PASSAGE TO READ »
ESSO - Indian National Centre for Ocean Information Services

(An Autonomous Body under the Ministry of Earth Sciences, Govt. of India)

Science Plan

Science Background
The large-scale rainfall over the Indian region during the summer monsoon is associated with a continental tropical convergence zone (CTCZ), which appears as a prominent zonal cloud band in satellite imagery (e.g. Fig 1.1). The major phases of the CTCZ are (i) the spring to summer transition which occurs in the onset phase, and (ii) the peak monsoon months of July and August, when the CTCZ fluctuates primarily in the core monsoon zone (Fig 1.2). An important feature of the intraseasonal variation of the CTCZ is the fluctuation between active and weak spells (e.g. Fig. 1.3). The onset phase involves northward propagation of the TCZ from the equatorial Indian Ocean onto the Indian subcontinent. The advance of the monsoon over the northern plains also involves westward propagation of synoptic-scale systems from the Bay of Bengal. There is considerable variation from year to year in the dates of onset and advance of the monsoon. The timing, duration and intensity of the active and weak spells/breaks in July-August also vary from year to year. Revival from breaks occurs with propagation of cloud systems emanating from the Bay of Bengal or the equatorial Indian Ocean onto the core monsoon zone.

DATA SECTION »
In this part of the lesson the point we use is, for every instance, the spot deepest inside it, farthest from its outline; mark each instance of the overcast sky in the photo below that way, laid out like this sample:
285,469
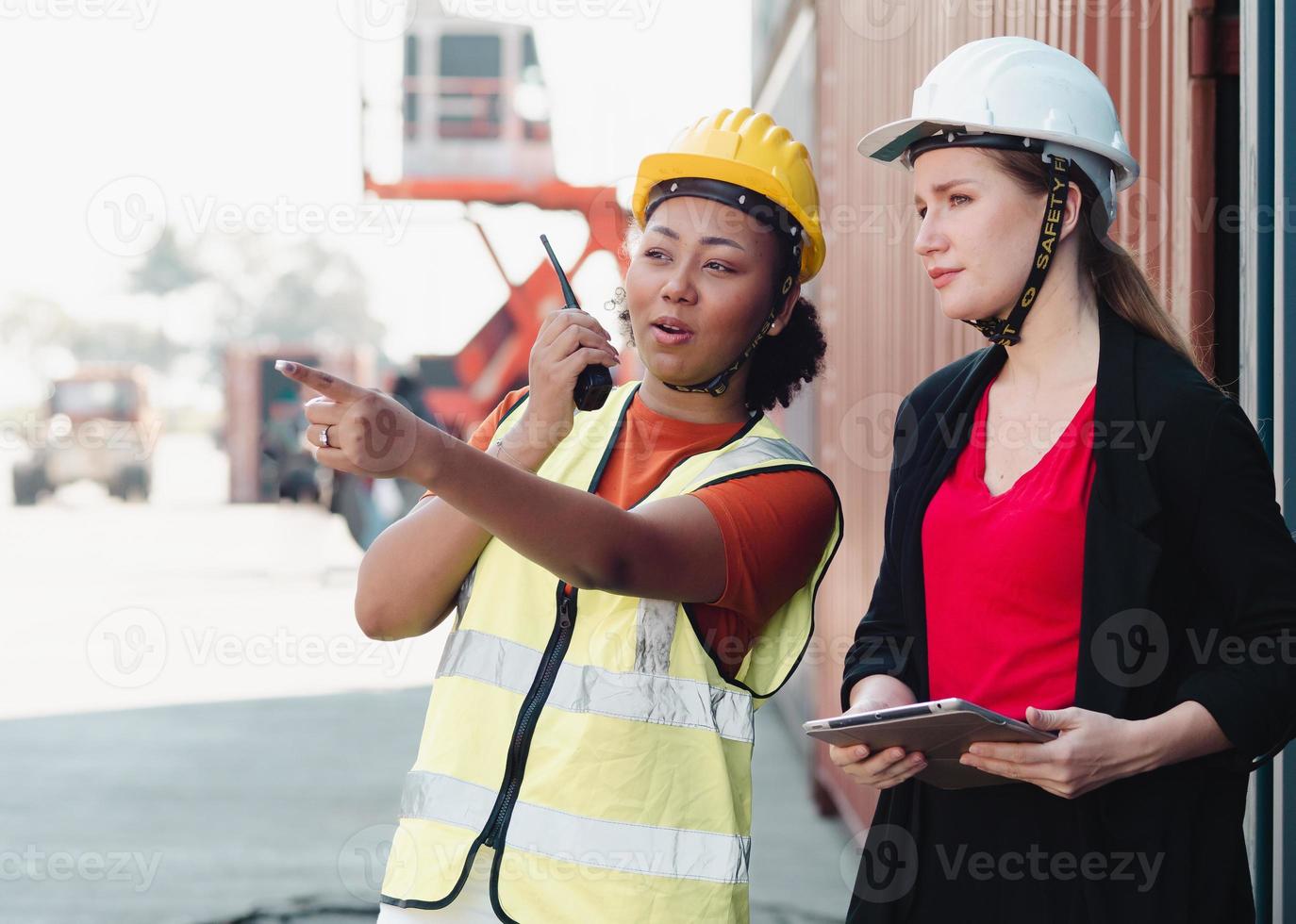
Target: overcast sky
218,106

TASKS FOR THIS EXERCISE »
(1) Using the monsoon science background, explain in one to three sentences how the monsoon revives after a break.
(2) Continue the monsoon science background from the point where it stops.

TASK-BY-TASK ANSWERS »
(1) Revival from a break comes with the propagation of cloud systems onto the core monsoon zone. These cloud systems come from the Bay of Bengal or from the equatorial Indian Ocean.

(2)
FIG 1.1 : FIG 1.2 : FIG 1.3 :

Seasonal evolution and spatial distribution of monsoon rainfall are influenced by land-atmosphere-ocean-biosphere interactions. The Indian monsoon zone is one of the major 'hot spots' where soil-moisture variations have a significant impact on the precipitation on the synoptic timescale. Detailed studies of the atmosphere-land-hydrosphere-biosphere feedbacks are needed with special observational sites located in regions considered critical for understanding these processes and events, such as break-active-break monsoon transitions, in which they are expected to play an important role. The observations on the heat and water balance in selected watersheds/river basins are to be used for testing a variety of land-vegetation-hydrology models employed in atmospheric general circulation models.
In the large-scale cloud band characterizing the CTCZ, cloud systems of synoptic and meso-scale are generally embedded. Such systems, with a life cycle of a few days, produce heavy rainfall over the Indian region. Various facets of the meso-scale and synoptic scale systems, such as the preferred location of formation and movement of synoptic scale systems, their intensification, propagation, interaction with the land surface, duration, diurnal variation, etc., need to be understood. The microphysical and dynamical characteristics of cloud clusters associated with these systems have not been studied. The fractional area covered by convective and stratiform clouds, estimation of the cumulus mass flux, and the mesoscale mass fluxes are essential to ascertain the deficiencies of the representation of cloud dynamics in numerical models.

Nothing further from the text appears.